Work to be completed: Write out, word for word, the portion of the peer-review exchange that opens with the words containing "Reviewer 3 Report" and closes with "affect QoL parameters/metrics.".

Exercise text:
Thank you very much for this important comment. We agree that a more holistic matching process would be highly desirable. Due to the limited sample size of our oligo-met cohort, we limited our matching analysis on three parameters that have already been shown to affect postoperative HRQOL. Unfortunately, some of the parameters requested by the reviewer cannot be satisfactory obtained from our database and medical charts. We have addressed this issue in the revised limitations section and have renamed “propensity score matching” with “matching” throughout the manuscript. In addition, we have specified the rationale behind the matching process in our revised M&M section. We hope the reviewer agrees with these explanations.

 

  1. How did the authors account for differences in time duration for these procedures and HRQOL?

 

Based on this very valuable comment, we have completely revised the HRQOL section and included a novel analysis considering the respective time points of HRQOL follow-up retrieval. We have summarized the data in a newly-generated supplementary table that includes all respective subscales and created a novel figure that highlights the longitudinal analysis of the global health status which might act as a surrogate for general HRQOL.

Reviewer 3 Report

This is an interesting retrospective study on the potential role of RP in pts with oligometastatic PC vs non-metastatic PC. Major issues that need to be addressed include:

  • the SWOC 1802 study is a randomized phase 3 addressing the same question in terms of overall outcomes and is currently ongoing. This should be discussed.
  • there are important and relevant clinical information missing, including systemic therapies (ADT, AR signaling inhibitors, chemotherapy), local pelvic/prostate irradiation, sites of mets (nodal vs bone vs visceral) comorbidities in the patient population. These are all important and must be disclosed as they can also significantly affect QoL parameters/metrics.

Author Response

This is an interesting retrospective study on the potential role of RP in pts with oligometastatic PC vs non-metastatic PC. Major issues that need to be addressed include:

 

Thank you very much for your kind comment!

 

the SWOC 1802 study is a randomized phase 3 addressing the same question in terms of overall outcomes and is currently ongoing. This should be discussed.

 

Thank you very much for this remark. We have included the study in the discussion section of the revised manuscript.

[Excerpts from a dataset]

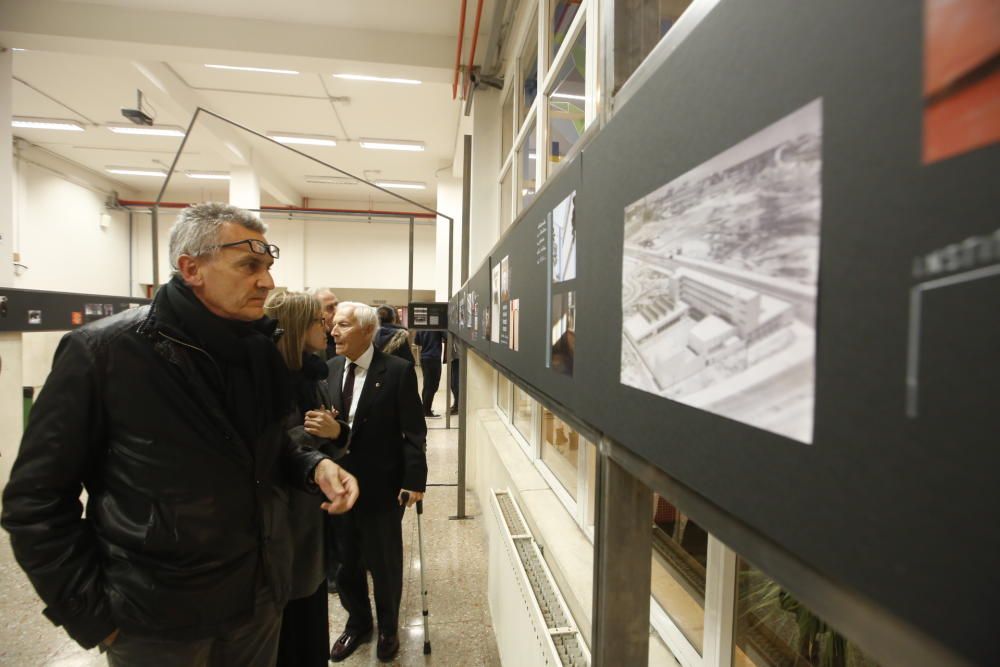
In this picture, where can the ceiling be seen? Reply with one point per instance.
(85, 61)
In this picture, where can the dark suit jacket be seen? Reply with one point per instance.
(385, 450)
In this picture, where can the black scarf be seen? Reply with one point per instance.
(248, 373)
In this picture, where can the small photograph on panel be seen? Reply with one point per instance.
(961, 76)
(495, 303)
(515, 323)
(719, 280)
(564, 240)
(563, 332)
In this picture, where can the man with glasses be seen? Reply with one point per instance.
(171, 417)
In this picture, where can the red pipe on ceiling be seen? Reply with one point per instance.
(458, 51)
(289, 209)
(472, 51)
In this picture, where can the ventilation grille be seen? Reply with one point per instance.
(566, 646)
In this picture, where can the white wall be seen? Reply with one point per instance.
(450, 203)
(485, 204)
(57, 224)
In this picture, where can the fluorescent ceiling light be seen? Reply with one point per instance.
(382, 79)
(266, 70)
(208, 175)
(302, 139)
(136, 171)
(401, 185)
(152, 130)
(392, 145)
(331, 180)
(47, 124)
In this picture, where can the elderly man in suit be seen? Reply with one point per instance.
(377, 394)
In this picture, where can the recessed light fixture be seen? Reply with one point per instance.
(302, 139)
(208, 175)
(402, 185)
(381, 79)
(392, 145)
(136, 171)
(151, 130)
(265, 70)
(46, 124)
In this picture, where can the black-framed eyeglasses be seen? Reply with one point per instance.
(257, 247)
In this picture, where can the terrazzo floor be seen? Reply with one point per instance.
(455, 571)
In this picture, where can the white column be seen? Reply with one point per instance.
(244, 187)
(6, 171)
(449, 202)
(11, 402)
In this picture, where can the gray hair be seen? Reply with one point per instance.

Written solution:
Reviewer 3 Report

This is an interesting retrospective study on the potential role of RP in pts with oligometastatic PC vs non-metastatic PC. Major issues that need to be addressed include:

  • the SWOC 1802 study is a randomized phase 3 addressing the same question in terms of overall outcomes and is currently ongoing. This should be discussed.
  • there are important and relevant clinical information missing, including systemic therapies (ADT, AR signaling inhibitors, chemotherapy), local pelvic/prostate irradiation, sites of mets (nodal vs bone vs visceral) comorbidities in the patient population. These are all important and must be disclosed as they can also significantly affect QoL parameters/metrics.